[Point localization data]
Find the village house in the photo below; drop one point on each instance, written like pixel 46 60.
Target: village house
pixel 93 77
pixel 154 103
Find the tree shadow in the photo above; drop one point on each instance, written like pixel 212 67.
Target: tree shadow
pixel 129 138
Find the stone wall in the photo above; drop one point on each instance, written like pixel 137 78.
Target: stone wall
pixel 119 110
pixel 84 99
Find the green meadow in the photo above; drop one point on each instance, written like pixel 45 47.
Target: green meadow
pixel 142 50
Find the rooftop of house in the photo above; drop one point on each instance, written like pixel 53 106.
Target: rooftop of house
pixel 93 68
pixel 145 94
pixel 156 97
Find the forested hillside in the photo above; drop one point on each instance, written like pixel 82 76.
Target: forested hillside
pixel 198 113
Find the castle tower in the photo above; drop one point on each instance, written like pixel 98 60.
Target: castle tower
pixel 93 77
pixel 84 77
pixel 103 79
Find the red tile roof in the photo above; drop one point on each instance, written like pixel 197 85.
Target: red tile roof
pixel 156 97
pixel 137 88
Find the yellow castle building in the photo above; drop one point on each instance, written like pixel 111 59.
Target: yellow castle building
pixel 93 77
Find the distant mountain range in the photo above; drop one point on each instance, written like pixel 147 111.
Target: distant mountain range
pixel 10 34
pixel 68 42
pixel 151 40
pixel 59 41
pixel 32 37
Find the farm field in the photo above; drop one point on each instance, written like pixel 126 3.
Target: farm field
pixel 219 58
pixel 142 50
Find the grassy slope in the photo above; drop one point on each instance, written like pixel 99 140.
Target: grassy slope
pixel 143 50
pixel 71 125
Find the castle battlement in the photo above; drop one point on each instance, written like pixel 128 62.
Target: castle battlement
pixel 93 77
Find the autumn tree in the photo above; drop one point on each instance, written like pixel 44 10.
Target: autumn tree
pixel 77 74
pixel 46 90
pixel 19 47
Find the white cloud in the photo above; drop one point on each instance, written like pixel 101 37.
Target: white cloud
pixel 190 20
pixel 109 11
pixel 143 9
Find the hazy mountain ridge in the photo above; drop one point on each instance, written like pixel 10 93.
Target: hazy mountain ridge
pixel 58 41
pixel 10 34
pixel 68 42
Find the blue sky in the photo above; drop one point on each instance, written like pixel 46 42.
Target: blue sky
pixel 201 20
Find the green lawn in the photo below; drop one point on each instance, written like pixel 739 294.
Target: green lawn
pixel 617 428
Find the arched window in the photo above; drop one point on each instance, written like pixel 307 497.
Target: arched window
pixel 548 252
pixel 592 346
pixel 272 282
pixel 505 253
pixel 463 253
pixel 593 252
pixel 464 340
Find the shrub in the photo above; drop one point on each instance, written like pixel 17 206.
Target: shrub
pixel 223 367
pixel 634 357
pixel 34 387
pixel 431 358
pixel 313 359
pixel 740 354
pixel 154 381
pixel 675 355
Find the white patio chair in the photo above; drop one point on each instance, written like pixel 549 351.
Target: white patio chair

> [The task]: The answer is the data above, retyped exactly in full.

> [Your response]:
Find the village house in the photo below; drop one point on each instance, written like pixel 46 60.
Target: village house
pixel 93 77
pixel 154 103
Find the tree shadow in the photo above; drop one point on each instance, written like pixel 212 67.
Target: tree shadow
pixel 129 138
Find the stone wall in the photo above; drop one point on each instance, written like pixel 137 78.
Target: stone wall
pixel 119 110
pixel 84 99
Find the green meadow in the photo above; drop one point on each instance, written like pixel 45 47.
Target: green meadow
pixel 142 50
Find the rooftop of house in the photo above; drop one point on each instance, written like pixel 53 106.
Target: rooftop of house
pixel 93 68
pixel 145 94
pixel 156 97
Find the forested hillside in the photo above; drop one point on each instance, written like pixel 82 76.
Target: forested hillside
pixel 198 113
Find the castle tower in the photo above; drop one point on each instance, written like pixel 98 60.
Target: castle tower
pixel 93 77
pixel 84 77
pixel 103 79
Find the red tile roof in the photo above; drop one point on each instance, written like pixel 197 85.
Target: red tile roof
pixel 156 97
pixel 137 88
Find the yellow castle building in the photo above; drop one point on each instance, written like pixel 111 59.
Target: yellow castle building
pixel 93 77
Find the distant mountain range in the photo above; drop one point on each instance, written like pixel 147 111.
Target: distant mountain range
pixel 10 34
pixel 68 42
pixel 151 40
pixel 59 41
pixel 32 37
Find the farm field in the photo above; drop one point on each instance, written like pixel 126 3.
Target: farm field
pixel 219 58
pixel 142 50
Find the grassy slope in the photo above; drop one point on each instance, written like pixel 99 140.
Target: grassy slope
pixel 143 50
pixel 71 125
Find the castle battlement in the photo above; drop one point on each instance, written like pixel 128 62.
Target: castle battlement
pixel 93 77
Find the autumn tree in the photo above; drop one point on each instance, written like pixel 44 10.
Target: autumn tree
pixel 77 74
pixel 46 90
pixel 19 47
Find the white cloud in the photo above; drop one point on each instance, written like pixel 101 37.
Target: white cloud
pixel 190 20
pixel 109 11
pixel 143 9
Find the hazy mountain ridge in the photo above; drop one point on each instance, written like pixel 10 93.
Target: hazy mountain ridge
pixel 58 41
pixel 10 34
pixel 68 42
Find the blue sky in the photo above; drop one point on each instance, written like pixel 46 42.
Target: blue sky
pixel 201 20
Find the green lawn in the photo below; drop one point on each instance, written like pixel 739 294.
Target: green lawn
pixel 617 428
Find the arched window in the photo above; drop one point on each instance, written like pixel 307 497.
Target: arched window
pixel 548 252
pixel 592 346
pixel 272 282
pixel 505 253
pixel 463 253
pixel 593 252
pixel 464 340
Find the shrub in the photo above; drop one point on each instance, written like pixel 17 206.
Target: shrub
pixel 223 367
pixel 634 357
pixel 34 387
pixel 431 358
pixel 313 359
pixel 740 354
pixel 154 381
pixel 675 355
Find the white patio chair in the photo above; drop one point on each instance, written like pixel 549 351.
Target: white patio chair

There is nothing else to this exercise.